* _Your objective_
Convert these lines into a numbered list, leaving out any blank lines.

* _Record extracts_
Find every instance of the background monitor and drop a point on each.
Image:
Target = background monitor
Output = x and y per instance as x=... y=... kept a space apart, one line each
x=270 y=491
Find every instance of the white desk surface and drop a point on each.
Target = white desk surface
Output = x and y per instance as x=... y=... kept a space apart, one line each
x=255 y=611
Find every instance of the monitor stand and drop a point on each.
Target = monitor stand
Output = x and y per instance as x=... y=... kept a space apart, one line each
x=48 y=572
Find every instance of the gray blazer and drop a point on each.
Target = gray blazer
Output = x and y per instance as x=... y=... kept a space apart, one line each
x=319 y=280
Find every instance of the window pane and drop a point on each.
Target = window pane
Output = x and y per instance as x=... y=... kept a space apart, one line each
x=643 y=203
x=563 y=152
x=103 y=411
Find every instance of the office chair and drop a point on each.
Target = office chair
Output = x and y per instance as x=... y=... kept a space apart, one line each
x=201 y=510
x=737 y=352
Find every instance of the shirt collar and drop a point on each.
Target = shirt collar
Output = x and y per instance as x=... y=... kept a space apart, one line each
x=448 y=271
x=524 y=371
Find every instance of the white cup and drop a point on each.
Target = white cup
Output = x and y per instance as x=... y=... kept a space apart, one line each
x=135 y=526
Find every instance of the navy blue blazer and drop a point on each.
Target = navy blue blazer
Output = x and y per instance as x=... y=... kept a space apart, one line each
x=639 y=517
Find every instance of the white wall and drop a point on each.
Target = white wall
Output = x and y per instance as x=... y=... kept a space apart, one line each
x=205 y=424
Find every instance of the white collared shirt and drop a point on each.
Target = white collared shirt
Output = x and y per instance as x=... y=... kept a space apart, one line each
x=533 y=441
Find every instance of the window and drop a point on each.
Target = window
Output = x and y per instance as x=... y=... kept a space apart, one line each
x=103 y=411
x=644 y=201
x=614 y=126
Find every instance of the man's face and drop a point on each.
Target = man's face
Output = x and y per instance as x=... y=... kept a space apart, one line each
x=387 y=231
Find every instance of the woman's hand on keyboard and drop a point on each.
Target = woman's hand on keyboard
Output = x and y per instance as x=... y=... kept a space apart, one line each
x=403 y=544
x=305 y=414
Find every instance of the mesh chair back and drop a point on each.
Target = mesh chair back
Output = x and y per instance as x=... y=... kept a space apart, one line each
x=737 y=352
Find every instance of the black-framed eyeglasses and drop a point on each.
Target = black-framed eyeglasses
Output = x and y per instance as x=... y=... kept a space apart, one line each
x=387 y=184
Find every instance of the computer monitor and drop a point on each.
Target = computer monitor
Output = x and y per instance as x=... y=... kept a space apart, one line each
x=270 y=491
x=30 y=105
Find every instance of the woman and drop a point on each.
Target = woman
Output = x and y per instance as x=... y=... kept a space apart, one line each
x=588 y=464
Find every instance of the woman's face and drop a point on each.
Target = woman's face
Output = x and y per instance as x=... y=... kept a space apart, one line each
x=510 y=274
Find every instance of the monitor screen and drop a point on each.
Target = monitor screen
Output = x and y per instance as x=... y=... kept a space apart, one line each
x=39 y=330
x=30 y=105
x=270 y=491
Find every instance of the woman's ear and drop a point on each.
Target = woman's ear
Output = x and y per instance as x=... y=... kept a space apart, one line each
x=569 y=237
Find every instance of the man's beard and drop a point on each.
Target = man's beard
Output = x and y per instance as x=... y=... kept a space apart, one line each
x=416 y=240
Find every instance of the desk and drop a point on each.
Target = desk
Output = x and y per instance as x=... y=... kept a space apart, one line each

* _Written solution_
1. Find every instance of the background monitor and drop a point on each.
2. Image:
3. Target = background monitor
4. Output = x and y per instance as x=... y=... kept a space apart, one line each
5. x=270 y=491
6. Find every instance of the white desk surface and drop a point on each.
7. Target = white desk surface
8. Output = x and y per instance as x=... y=... kept a space apart, one line each
9. x=255 y=611
10. Find every instance of the monitor stand and drop a point on each.
11. Target = monitor stand
12. Output = x and y per instance as x=... y=... kept a space apart, one line each
13. x=48 y=572
14. Find every instance of the gray blazer and drop a point on each.
15. Target = gray blazer
16. Output = x and y per instance as x=... y=... kept a space apart, one line each
17. x=319 y=280
18. Find every instance of the window pane and drop a point on each.
19. Target = window pane
20. Output = x and y per instance as x=... y=... kept a space apart, one line each
21. x=643 y=203
22. x=563 y=152
23. x=103 y=411
24. Find every instance of the office chair and drop a point on each.
25. Target = office chair
26. Output = x and y per instance as x=... y=... kept a space apart, one line each
27. x=201 y=510
28. x=737 y=352
29. Find every instance of the shirt collar and drop a point on each.
30. Target = shirt collar
31. Output = x and y per instance as x=... y=... kept a space apart, one line each
32. x=448 y=271
33. x=524 y=371
34. Find every instance of the white cup and drop a point on each.
35. Target = white cup
36. Output = x and y per instance as x=... y=... kept a space apart, one line each
37. x=135 y=526
38. Find every instance of the navy blue blazer and drop a point on each.
39. Target = navy blue blazer
40. Output = x and y per instance as x=... y=... kept a space apart, one line each
41. x=639 y=517
42. Find every instance of the white wall and drop a point on each.
43. Target = white wall
44. Output = x and y per instance as x=... y=... kept a space apart, one line each
45. x=205 y=424
46. Find every instance of the white collared shirt and drop a point on each.
47. Target = white collared shirt
48. Output = x and y per instance as x=... y=... kept a space apart, one line each
49. x=533 y=441
50. Find every instance of the window and drop a point on each.
51. Target = window
52. Output = x and y per instance as x=... y=... kept a space apart, one line each
53. x=103 y=411
54. x=644 y=201
55. x=614 y=126
56. Find every instance of the man's face and drop a point on each.
57. Target = man's face
58. Output = x and y per instance as x=... y=... kept a space apart, one line each
59. x=387 y=231
60. Find every instance of the woman's hand on keyboard and drop a point on each.
61. Target = woman's hand on keyboard
62. Output = x and y per instance as x=... y=... kept a space apart, one line each
63. x=403 y=544
64. x=305 y=414
65. Find every instance of the mesh chair back and drop a point on each.
66. Target = mesh chair back
67. Output = x and y per instance as x=... y=... kept a space apart, one line each
68. x=737 y=352
69. Find every instance of the black-framed eyeglasses and drop a point on each.
70. Target = black-framed eyeglasses
71. Output = x and y per instance as x=... y=... kept a space apart, one line each
72. x=387 y=184
73. Find every instance of the computer monitor and drop a point on each.
74. Target = computer monitor
75. Output = x and y per instance as x=... y=... kept a space apart, one line each
76. x=270 y=491
77. x=30 y=105
78. Find every instance of the woman and drop a point on each.
79. Target = woman
80. Output = x and y per instance as x=... y=... kept a space apart, one line each
81. x=588 y=464
82. Find every instance of the woman's face and drop a point on each.
83. Target = woman's face
84. Output = x and y per instance as x=... y=... kept a space apart, one line each
85. x=510 y=274
86. Find every instance of the monitor screen and drop a point on each.
87. Target = monitor screen
88. Output = x and y per instance as x=... y=... kept a space apart, one line each
89. x=39 y=330
90. x=30 y=105
91. x=270 y=491
92. Find every instance of the woman's ear and drop a point on each.
93. Target = woman's ear
94. Output = x and y per instance as x=... y=... kept a space apart, one line each
95. x=569 y=237
96. Find every instance of the man's beard and drop a point on each.
97. Target = man's beard
98. Output = x and y per instance as x=... y=... kept a space apart, one line each
99. x=416 y=240
100. Find every instance of the desk and drop a point on each.
101. Target = desk
102. Output = x and y per instance as x=... y=... kept a space apart, one line each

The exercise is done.